▸ TEXT SEGMENT
Presiding Bishop preaches on Good Friday at Salisbury Cathedral

Posted Apr 6, 2015

Good Friday
3 April 2015
Salisbury Cathedral, 1:30 pm

The Most Rev. Katharine Jefferts Schori
Presiding Bishop and Primate
The Episcopal Church

This is a journey to the mountain of death. Actually, two journeys shape this day’s remembrance. Both undergird and shape our own life’s journey to the last offering of breath.

Isaac is the long-awaited son of Abraham, the beloved heir on whom all hope is founded – and God’s test is to ask his life – oh cruelest command! What does Sarah have to say of the fate of this son for news of whom she and Abraham once laughed?

Jesus, too, is the long awaited one, who claims his mission in the already-present and still-coming kingdom. Mary’s heart is pierced as she discerns glimmers of his likely fate.

▸ EXTRACTED MATERIAL
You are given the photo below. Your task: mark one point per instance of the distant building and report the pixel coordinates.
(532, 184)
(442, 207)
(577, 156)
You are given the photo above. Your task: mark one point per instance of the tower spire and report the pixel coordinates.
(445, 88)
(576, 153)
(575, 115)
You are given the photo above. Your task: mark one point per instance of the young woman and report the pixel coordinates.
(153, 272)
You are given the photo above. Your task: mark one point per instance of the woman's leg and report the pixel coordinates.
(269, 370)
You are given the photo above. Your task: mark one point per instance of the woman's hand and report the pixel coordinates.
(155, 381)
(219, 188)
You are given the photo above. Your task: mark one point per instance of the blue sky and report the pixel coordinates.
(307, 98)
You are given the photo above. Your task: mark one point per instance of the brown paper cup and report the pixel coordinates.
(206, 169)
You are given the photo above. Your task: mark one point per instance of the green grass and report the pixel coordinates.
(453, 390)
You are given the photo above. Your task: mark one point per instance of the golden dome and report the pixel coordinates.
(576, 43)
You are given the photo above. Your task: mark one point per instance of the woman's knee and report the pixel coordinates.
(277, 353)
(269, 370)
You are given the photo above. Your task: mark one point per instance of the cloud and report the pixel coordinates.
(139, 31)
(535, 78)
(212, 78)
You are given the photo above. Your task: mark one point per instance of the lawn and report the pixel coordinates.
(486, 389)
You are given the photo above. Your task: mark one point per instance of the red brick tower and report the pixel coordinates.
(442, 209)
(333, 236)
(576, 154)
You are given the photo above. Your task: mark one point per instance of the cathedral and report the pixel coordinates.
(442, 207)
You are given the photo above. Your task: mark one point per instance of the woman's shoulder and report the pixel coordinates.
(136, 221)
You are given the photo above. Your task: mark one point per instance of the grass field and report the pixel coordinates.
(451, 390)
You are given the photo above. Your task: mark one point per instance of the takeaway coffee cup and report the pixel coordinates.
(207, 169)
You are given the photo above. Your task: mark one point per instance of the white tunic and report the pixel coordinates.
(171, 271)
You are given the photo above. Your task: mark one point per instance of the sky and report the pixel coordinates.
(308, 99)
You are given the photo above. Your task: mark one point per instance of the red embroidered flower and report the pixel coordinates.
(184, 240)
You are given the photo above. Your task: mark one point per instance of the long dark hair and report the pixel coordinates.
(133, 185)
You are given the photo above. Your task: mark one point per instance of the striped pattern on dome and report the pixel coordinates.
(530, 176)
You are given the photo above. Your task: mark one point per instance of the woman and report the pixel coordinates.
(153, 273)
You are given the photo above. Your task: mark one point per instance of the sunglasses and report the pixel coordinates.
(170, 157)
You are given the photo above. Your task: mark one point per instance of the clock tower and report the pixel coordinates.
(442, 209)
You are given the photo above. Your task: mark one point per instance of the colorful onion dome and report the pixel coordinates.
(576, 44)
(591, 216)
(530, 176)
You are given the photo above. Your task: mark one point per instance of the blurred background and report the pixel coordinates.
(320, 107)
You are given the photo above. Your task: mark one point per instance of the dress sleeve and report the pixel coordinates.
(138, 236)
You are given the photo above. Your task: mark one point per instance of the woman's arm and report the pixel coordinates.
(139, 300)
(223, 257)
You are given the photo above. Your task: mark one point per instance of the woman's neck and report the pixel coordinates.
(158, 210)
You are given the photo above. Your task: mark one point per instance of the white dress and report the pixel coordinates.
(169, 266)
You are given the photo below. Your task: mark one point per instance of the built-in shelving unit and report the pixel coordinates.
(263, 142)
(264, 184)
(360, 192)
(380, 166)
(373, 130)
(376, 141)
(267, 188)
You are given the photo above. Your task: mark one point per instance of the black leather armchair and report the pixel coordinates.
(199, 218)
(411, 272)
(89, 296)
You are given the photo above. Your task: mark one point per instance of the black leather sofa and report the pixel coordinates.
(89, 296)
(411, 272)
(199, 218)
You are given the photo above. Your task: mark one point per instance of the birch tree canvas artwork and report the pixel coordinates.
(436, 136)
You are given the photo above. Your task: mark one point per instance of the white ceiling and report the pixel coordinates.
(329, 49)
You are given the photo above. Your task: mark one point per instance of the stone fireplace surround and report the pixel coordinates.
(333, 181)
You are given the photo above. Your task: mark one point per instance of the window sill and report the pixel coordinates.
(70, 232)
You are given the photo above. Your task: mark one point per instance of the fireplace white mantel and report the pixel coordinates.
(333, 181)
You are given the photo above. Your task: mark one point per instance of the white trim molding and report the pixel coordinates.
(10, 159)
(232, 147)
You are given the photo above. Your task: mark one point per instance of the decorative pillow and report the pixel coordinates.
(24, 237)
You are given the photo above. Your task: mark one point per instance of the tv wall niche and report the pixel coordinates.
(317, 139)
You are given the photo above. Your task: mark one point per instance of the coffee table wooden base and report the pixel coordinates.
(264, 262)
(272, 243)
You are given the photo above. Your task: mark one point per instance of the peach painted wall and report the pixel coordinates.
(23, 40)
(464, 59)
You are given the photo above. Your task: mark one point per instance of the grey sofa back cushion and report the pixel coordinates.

▸ TASK LIST
• 1. In the Good Friday sermon, write out the stretch from "Presiding Bishop preaches" through "offering of breath." again, substituting "hill" for "mountain".
• 2. List every human figure from scripture who is named in the body of the Good Friday sermon.
• 3. Carry the Good Friday sermon at Salisbury Cathedral forward from its last sentence.

▸ OUTPUTS BY TASK
• 1.
Presiding Bishop preaches on Good Friday at Salisbury Cathedral

Posted Apr 6, 2015

Good Friday
3 April 2015
Salisbury Cathedral, 1:30 pm

The Most Rev. Katharine Jefferts Schori
Presiding Bishop and Primate
The Episcopal Church

This is a journey to the hill of death. Actually, two journeys shape this day’s remembrance. Both undergird and shape our own life’s journey to the last offering of breath.

• 2. Isaac, Abraham, Sarah, Jesus, Mary

• 3.
There is a donkey for each, and wood for the sacrifice. Abraham and Isaac walk on together to the mountain where God provides. Jesus goes alone, carrying the wood himself to the mount of death near where God abides. Each beloved son is bound and laid on wood, to await death. Abraham’s slaying hand is stayed by holy messenger, and Isaac replaced by a thicket-caught ram.

For the other, later son, God’s own, unholy forces collude – Judas with a dementor’s soul-sucking kiss, backroom dealing, intrigue of empire, official fearful self-defense, even a functionary’s public hand-washing – it is neither the first nor last time official forces will slay an innocent. This sacrificial lamb is caught by the head in a thicket of thorns, beaten, bloodied, bruised, and pierced – it appears there will no unblemished offering here. Yet the one who makes this sacrifice is whole inside, in ways that turn back the bile and the vile indignities and cruelty. This is the prince of peace, even in the face of all the outward violence.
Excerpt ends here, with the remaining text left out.